▸ Given request 1
List every Bible reference that the passage on the Hebrew word for "day" cites as using the phrase "evening and morning" for something continual over more than one 24-hour day.
▸ Given request 2
According to the passage on the Hebrew word for "day," how long a period does the word for day refer to in 1 Samuel 7:2?

▸ Reading text
Not true at all. For example:
The Hebrew for the phrase evening and morning or evening, and there was morning has usages not limited to 24-hour days. There are numerous usages in the Bible that this phrase, or variants of it, refer to continuous processes or activities. Exodus 18:13, 27:21, Leviticus 24:2-3 and Daniel 8:14,26 all use this phrase in a context of something that occurs on a continual basis over more than one 24-hour day.
The attaching of an ordinal (such as first) or other appendage (such as long) to day does not always indicate a 24-hour day. See Zechariah 14:7, which uses one day or a day depending on the translation and Hosea 6:2. Scholars have long interpreted the use of day in these prophetic verses as meaning years or longer periods. There is no good reason to dismiss these examples simply because they are considered prophecy. In 1 Samuel 7:2, the word for day is translated as long time or the time was long and refers to twenty years. In Deuteronomy 10:10, day is translated as the first time and refers to forty days. In 1 Chronicles 29:27 the word for day is translated as the time and refers to forty years (some translations leave it out since the context makes it repetitive).

▸ Data segment

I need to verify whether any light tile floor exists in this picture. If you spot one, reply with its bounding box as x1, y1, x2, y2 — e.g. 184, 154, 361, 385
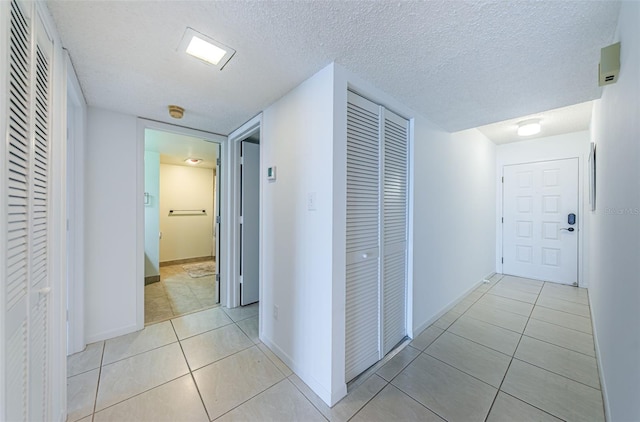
144, 264, 216, 324
68, 275, 604, 422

▸ Exercise solution 1
Exodus 18:13
Exodus 27:21
Leviticus 24:2-3
Daniel 8:14,26

▸ Exercise solution 2
Twenty years.